◆ **REQUESTS**:
A. Name the three pro wrestlers whom the boys watch eating lunch in the book review of Sleepers below.
B. Write the next part of the book review of Sleepers below, starting after its final sentence.

--- start of PASSAGE SHOWN ---

Picks and Pans Review: Sleepers
updated 07/31/1995 AT 01:00 AM EDT
•originally published 07/31/1995 AT 01:00 AM EDT
Growing up in Hell's Kitchen on the West Side of Manhattan in the '60s, Lorenzo Carcaterra first met his three best friends over a lunch—which was being devoured by pro wrestlers. Klondike Bill, Bo Bo Brazil and Haystack Calhoun were at the Holiday Inn, and Lorenzo, Michael, John and Tommy were outside with their noses pressed against the restaurant window, watching them inhale slabs of pie.
"They don't even stop to chew," said John in wonder.
"Guys that big don't have to chew," Tommy explained.
The first part of Carcaterra's memoir is filled with such delicious exchanges. It depicts four high-spirited boys carving out a surprisingly idyllic childhood—swimming with the eels in the Hudson River, goofing on the nuns in church, tussling with a Puerto Rican girl gang—all while dodging beatings and beratings in their tenement homes in a notoriously tight-knit, Mob-controlled neighborhood.
Then in 1967 the boys' urban Eden comes to grief when one of their pranks backfires: pushing a hot-dog cart down a flight of subway stairs, they nearly kill a man and are sent to an upstate youth home. The story turns into a catalog of horrors, as the boys (known as sleepers because they are sentenced to more than nine months in the reformatory) are repeatedly beaten and raped by the vicious guards.

--- end of PASSAGE SHOWN ---
--- start of DATA EXCERPTS ---

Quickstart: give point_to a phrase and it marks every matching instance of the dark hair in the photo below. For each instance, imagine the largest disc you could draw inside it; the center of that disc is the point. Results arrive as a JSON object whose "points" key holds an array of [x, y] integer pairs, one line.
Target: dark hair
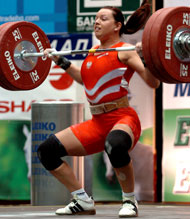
{"points": [[136, 21]]}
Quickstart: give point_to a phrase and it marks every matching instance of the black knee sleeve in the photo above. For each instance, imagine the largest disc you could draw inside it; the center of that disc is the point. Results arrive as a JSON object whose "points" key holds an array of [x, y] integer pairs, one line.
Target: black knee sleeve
{"points": [[117, 144], [50, 153]]}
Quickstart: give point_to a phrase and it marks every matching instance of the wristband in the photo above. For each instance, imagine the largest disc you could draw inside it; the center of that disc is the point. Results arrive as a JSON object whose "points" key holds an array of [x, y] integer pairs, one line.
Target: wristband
{"points": [[63, 62], [143, 61]]}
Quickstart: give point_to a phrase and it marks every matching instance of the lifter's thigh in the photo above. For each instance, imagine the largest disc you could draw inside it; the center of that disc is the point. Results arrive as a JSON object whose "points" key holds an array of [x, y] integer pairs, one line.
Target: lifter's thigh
{"points": [[71, 143]]}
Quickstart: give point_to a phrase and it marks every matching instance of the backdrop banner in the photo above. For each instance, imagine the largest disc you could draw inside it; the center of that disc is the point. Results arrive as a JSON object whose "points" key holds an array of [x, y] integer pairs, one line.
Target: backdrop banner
{"points": [[176, 136]]}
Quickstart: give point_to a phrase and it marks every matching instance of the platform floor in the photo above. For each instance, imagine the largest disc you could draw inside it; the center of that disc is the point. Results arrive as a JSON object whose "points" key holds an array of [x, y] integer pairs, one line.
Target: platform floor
{"points": [[152, 211]]}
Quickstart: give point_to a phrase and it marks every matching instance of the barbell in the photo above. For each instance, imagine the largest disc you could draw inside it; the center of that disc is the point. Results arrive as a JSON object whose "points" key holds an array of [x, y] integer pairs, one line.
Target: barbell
{"points": [[165, 43]]}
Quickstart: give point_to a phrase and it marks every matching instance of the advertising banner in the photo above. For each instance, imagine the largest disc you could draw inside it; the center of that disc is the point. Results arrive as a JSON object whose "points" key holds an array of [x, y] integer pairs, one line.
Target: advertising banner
{"points": [[50, 15], [82, 12], [176, 136], [176, 143]]}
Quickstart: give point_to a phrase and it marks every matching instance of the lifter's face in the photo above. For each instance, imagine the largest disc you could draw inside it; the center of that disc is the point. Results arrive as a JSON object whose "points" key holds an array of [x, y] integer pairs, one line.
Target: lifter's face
{"points": [[105, 24]]}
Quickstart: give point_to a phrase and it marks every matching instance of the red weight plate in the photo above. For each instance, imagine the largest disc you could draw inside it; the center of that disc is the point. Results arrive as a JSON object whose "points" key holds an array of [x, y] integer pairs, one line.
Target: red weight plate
{"points": [[153, 49], [30, 73], [146, 47], [162, 35], [3, 81]]}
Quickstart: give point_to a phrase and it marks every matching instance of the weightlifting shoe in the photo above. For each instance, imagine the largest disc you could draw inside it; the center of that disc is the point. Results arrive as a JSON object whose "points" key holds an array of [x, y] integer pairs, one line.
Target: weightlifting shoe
{"points": [[78, 206], [129, 207]]}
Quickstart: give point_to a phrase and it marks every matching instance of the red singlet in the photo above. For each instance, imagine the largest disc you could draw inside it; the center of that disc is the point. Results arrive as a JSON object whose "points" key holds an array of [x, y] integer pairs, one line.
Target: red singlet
{"points": [[105, 79]]}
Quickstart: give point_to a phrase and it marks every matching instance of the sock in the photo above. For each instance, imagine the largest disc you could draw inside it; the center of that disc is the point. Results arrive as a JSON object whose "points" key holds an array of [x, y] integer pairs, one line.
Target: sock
{"points": [[130, 196], [81, 194]]}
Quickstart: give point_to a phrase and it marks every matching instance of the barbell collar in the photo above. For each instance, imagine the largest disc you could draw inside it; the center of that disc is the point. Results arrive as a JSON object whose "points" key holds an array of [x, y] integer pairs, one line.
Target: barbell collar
{"points": [[181, 45]]}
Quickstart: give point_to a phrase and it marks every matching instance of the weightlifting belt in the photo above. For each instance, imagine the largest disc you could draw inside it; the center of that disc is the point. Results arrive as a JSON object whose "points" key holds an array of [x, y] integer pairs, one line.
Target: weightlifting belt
{"points": [[109, 106]]}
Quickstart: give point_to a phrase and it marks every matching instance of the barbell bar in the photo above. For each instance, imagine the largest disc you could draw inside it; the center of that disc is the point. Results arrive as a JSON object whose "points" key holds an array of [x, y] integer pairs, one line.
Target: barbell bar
{"points": [[25, 54], [165, 42]]}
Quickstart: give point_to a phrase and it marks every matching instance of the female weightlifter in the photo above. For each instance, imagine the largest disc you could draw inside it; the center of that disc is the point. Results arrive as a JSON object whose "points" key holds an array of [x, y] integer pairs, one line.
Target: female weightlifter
{"points": [[115, 126]]}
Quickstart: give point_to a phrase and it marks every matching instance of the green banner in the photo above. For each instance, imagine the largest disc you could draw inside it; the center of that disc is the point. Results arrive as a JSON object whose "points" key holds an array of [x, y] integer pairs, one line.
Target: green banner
{"points": [[81, 13], [176, 162]]}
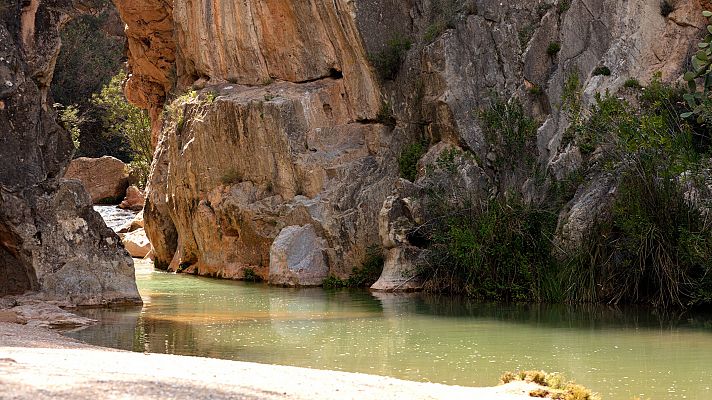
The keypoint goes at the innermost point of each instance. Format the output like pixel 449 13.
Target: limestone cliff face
pixel 288 137
pixel 51 240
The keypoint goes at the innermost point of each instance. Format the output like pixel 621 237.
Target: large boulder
pixel 136 243
pixel 133 200
pixel 287 130
pixel 297 258
pixel 51 240
pixel 402 261
pixel 105 178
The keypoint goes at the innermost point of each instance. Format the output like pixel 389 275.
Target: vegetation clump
pixel 553 49
pixel 129 121
pixel 70 120
pixel 364 276
pixel 507 126
pixel 700 101
pixel 601 71
pixel 555 386
pixel 408 160
pixel 387 62
pixel 496 250
pixel 666 8
pixel 632 83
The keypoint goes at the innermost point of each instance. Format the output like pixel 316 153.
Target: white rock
pixel 297 258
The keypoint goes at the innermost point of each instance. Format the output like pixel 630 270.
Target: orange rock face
pixel 149 30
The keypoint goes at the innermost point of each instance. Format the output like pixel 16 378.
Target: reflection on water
pixel 115 217
pixel 619 353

--- end of DATA EXCERPTS ---

◆ **SET OF ANSWERS**:
A. Klondike Bill, Bo Bo Brazil, Haystack Calhoun

B.
Carcaterra resumes his tale 10 years later. The time in prison has utterly changed the friends: Lorenzo is a copy-boy at the New York Daily News and Michael an assistant district attorney, but Tommy and John have both become hit men. One night in 1979 the leader of the sadistic guards chances to visit a Hell's Kitchen bar, and John and Tommy kill him.
But Carcaterra's saga does not end here. In the book's most dramatic and already controversial pages, Michael manages to get the D.A. to allow him to prosecute John and Tommy, and he conspires with Lorenzo to purposely lose the case. Some critics have accused Carcaterra, who is married to PEOPLE executive editor Susan Toepfer, of fictionalizing his tale—noting, for example, that all names but the author's have been changed and no assistant D.A. just six months on the job would prosecute a homicide. Carcaterra has angrily denied the charges. Fact or fiction, Sleepers is a compelling read. (Ballantine, $23)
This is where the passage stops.